[Text shown Boundary: Start]
Nonetheless, with all the fundamental problems the financial community is experiencing, not only here but internationally, the probabilities favor the downside, at least for a drop back down to the 1300 level. A red or green close on Monday should be a decisive factor for what the index does the rest of the week.


The indexes were unable to negate last week's failure to follow through signal, in spite of repeated attempts by the bulls to regenerate the uptrend this past week. Confirmation of the reversal seen 2 weeks ago was not given, but then again no negation of the reversal was given either, suggesting last week was just a temporary pause to test the highs successfully on the daily charts. No economic reports of consequence are due out this coming week and the important earnings reports are out, giving the bulls little ammunition with which to stage a rally. The entire market seems now poised for the slow down expected to be seen in the summer months.

All indexes attempted intra-week rallies this past week but failure was the key word. The end result of the rallies were successful retests of the recent high, giving chart reasons to believe that a top has been built, at least on the daily chart. Closes near the lows of the week suggest that further downside will be seen this coming week and if that happens, sell signals will be given right across the board.

Stock Analysis/Evaluation
CHART Outlooks

Though nothing was decided this past week, the probabilities still favor the downside. This week there will be 2 new sell mentions as well as one carryover from last week with a stock that did not reach its desired entry points.

The 2 new mentions have very good risk/reward ratios, though the probability ratings are not that high. Neither of the stocks is very sensitive to what the indexes do, as such there is always a risk that the stocks will move up even if the indexes go down. Nonetheless, they do have strong chart reasons to be mentioned as sales for this week and "enough" sensitivity to the indexes that if they do fall, they will be somewhat affected as well.
[Text shown Boundary: End]
[Given entries Boundary: Start]
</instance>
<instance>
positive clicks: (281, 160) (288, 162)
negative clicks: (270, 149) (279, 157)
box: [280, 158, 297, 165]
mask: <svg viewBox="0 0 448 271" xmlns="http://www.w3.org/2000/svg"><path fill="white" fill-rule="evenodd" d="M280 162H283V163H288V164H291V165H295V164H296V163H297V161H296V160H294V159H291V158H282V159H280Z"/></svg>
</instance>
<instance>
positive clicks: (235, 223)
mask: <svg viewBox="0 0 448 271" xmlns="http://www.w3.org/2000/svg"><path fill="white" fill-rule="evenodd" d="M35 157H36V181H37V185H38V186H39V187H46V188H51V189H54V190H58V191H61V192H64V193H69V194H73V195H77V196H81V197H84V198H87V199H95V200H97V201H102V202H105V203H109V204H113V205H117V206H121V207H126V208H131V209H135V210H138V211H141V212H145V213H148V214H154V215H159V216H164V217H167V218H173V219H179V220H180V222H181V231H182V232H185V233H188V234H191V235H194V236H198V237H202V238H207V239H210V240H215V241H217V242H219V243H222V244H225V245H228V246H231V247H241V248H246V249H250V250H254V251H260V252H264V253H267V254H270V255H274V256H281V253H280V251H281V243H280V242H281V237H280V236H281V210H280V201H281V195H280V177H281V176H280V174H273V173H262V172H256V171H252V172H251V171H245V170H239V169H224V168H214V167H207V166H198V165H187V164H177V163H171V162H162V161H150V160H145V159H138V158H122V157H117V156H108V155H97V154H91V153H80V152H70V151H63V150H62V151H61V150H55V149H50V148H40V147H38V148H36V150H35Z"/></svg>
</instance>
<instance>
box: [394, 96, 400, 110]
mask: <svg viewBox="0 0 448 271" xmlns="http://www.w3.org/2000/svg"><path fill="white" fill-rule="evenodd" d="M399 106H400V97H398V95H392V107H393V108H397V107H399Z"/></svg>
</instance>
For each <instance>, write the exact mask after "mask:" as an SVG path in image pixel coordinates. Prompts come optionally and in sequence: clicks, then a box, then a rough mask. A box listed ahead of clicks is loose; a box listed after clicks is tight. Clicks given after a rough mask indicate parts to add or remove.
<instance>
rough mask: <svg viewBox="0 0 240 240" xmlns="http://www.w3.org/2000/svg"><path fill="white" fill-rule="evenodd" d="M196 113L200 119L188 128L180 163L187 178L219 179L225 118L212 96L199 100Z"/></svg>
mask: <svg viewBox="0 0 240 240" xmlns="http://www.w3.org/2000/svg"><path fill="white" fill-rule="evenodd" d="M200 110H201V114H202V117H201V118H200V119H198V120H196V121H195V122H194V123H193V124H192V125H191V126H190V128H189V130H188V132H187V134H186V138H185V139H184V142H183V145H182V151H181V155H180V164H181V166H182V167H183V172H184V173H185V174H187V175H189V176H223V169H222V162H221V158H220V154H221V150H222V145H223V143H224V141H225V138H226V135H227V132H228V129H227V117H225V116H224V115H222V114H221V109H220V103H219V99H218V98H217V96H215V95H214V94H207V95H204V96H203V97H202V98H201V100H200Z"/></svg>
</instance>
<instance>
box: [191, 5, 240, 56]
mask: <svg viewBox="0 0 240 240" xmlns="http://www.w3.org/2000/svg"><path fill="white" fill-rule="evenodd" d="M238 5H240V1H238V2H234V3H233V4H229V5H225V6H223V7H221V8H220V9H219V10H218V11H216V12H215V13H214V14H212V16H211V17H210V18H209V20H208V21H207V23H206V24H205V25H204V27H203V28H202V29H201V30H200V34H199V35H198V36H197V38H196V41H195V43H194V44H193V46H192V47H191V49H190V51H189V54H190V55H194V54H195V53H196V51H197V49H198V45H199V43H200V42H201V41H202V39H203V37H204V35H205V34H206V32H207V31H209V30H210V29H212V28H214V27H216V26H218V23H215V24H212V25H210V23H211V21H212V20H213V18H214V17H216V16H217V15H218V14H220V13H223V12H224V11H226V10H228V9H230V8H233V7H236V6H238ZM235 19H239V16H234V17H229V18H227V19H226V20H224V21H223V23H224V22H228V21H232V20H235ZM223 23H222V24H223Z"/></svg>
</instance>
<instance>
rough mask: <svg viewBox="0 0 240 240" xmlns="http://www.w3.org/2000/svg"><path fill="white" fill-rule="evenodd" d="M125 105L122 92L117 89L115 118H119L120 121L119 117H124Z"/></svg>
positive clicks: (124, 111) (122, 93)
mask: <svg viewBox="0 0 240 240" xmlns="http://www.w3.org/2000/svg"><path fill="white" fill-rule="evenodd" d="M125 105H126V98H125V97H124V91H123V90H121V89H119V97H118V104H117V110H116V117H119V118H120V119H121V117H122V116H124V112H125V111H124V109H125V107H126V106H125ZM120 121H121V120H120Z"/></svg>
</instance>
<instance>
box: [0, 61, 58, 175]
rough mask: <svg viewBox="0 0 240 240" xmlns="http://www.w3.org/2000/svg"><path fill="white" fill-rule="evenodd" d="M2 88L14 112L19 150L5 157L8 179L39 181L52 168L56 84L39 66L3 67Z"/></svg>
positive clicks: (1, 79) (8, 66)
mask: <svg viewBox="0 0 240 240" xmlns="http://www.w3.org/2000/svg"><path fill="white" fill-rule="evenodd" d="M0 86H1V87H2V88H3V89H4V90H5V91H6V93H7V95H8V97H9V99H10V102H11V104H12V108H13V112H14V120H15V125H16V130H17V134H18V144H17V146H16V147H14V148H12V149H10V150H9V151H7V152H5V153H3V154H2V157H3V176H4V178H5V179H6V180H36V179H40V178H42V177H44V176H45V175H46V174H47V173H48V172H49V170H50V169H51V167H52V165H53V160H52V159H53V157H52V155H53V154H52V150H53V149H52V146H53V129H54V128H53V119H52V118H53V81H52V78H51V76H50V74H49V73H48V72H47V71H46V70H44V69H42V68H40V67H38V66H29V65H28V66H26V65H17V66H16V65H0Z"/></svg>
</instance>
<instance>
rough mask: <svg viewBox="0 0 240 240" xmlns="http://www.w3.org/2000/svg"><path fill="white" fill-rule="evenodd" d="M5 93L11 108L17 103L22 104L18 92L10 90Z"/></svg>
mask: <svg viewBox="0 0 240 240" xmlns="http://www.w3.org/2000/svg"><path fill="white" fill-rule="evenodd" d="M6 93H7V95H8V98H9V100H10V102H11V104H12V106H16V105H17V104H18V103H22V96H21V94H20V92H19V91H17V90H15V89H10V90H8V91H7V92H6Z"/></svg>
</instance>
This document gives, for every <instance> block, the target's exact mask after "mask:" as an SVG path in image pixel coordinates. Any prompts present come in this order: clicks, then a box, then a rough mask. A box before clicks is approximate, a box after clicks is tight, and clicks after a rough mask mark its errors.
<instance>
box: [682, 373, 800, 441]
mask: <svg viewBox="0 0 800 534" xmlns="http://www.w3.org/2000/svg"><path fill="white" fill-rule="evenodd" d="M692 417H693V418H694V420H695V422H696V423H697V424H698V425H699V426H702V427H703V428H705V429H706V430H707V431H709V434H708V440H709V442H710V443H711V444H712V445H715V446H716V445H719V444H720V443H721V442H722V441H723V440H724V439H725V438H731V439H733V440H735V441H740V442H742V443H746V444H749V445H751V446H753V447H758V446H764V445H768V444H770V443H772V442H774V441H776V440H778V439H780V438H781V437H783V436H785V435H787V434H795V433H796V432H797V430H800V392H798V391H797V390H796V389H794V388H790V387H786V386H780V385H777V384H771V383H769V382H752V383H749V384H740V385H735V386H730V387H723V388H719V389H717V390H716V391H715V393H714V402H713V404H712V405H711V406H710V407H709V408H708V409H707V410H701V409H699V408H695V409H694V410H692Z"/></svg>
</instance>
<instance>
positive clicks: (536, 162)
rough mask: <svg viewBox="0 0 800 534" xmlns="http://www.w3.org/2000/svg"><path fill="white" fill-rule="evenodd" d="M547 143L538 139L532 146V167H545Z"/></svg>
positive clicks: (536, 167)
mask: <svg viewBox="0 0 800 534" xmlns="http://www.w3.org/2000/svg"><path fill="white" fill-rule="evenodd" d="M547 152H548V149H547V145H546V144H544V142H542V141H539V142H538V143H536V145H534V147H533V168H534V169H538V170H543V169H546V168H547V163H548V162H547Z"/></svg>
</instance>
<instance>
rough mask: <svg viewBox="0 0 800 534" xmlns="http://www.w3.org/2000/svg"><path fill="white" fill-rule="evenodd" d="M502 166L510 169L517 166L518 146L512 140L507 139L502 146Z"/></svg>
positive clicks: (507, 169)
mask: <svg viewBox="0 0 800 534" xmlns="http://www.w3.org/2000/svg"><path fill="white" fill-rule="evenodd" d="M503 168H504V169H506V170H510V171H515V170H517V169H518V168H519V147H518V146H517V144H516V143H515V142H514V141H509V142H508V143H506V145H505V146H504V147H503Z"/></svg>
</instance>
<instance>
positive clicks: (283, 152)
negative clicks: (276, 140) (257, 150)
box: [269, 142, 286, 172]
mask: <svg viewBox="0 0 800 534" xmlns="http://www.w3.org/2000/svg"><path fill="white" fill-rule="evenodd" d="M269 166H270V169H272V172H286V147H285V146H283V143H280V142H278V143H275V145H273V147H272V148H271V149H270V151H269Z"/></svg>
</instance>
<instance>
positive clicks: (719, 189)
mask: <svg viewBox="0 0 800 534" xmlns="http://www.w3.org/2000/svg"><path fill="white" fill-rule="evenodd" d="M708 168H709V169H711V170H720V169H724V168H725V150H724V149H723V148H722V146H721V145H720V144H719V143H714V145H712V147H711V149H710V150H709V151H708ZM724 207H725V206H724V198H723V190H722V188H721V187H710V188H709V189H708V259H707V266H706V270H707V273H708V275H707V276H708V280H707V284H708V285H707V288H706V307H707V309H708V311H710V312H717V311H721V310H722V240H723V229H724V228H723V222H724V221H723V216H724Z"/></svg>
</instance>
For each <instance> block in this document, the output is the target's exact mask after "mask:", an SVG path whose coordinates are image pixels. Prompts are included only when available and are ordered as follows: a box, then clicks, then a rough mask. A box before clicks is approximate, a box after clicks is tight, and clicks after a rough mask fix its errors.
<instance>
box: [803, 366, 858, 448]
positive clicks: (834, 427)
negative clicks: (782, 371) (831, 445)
[Given entries Boundary: End]
# [Task 1]
Please copy out everything in the market commentary from "All indexes attempted" down to "desired entry points.".
# [Task 2]
Pick up the market commentary after its final sentence and write what comes next.
The data after the market commentary is separate material.

# [Task output 1]
All indexes attempted intra-week rallies this past week but failure was the key word. The end result of the rallies were successful retests of the recent high, giving chart reasons to believe that a top has been built, at least on the daily chart. Closes near the lows of the week suggest that further downside will be seen this coming week and if that happens, sell signals will be given right across the board.

Stock Analysis/Evaluation
CHART Outlooks

Though nothing was decided this past week, the probabilities still favor the downside. This week there will be 2 new sell mentions as well as one carryover from last week with a stock that did not reach its desired entry points.

# [Task output 2]
SALES

HANS Friday Closing Price - 66.50

HANS engages in the development, marketing, sale, and distribution of beverages in the United States and internationally. The price of the stock is closely tied in to the margins of profit made in a very competitive market and with the price of commodities having seen a strong run up recently, as well as inflation rising everywhere in the world including the U.S., the company recently announced that margins were beginning to shrink. Such an event could signal a temporary top to this strong 3-year uptrend.

HANS received a better than expected earnings report on May 6th that caused the stock to rally and make a new intra-week all-time high at 68.58, breaking the previous all-time high at 68.40. Nonetheless, the rally failed to generating any new buying as the stock fell back down the same day to close to close $2.50 below the previous all-time high daily close at 68.10 (closed at 65.64). The stock has attempted to generate new buying for the past 6 trading days but has been unable to get back up to the May 6th intra-day high or even reach the previous daily high close at 68.10 or even the weekly high close at 67.86, generating only a 66.50 daily and weekly high close last Friday.

On a weekly closing basis, resistance is strong at 67.86. On a daily closing basis, resistance is strong between 68.00 and 68.10. On a weekly closing basis, support is minor 67.74 and at 61.59. Below that there is minor support at 59.00 and minor to decent at 55.39. Decent to strong support is found at 50.95. On a daily closing basis, support is minor 65.04 and minor to decent at 61.94. Below that level there is minor to decent support at 59.00.

Even though the earnings report of HANS was better than expected, it was mentioned in the release that costs have begun to increase and margins decline. This is probably the reason why the stock was unable to hold on to its opening gain and fell back almost $3 during the day of the report. The stock has maintained its gains during the past 6 days and even generated new short-term daily closing highs. Nonetheless, the daily and weekly close resistance at 68.10 and 67.86 still loom above and with the indexes likely starting to correct, it seems like a difficult task for the bulls to achieve making new all-time daily and weekly closing highs.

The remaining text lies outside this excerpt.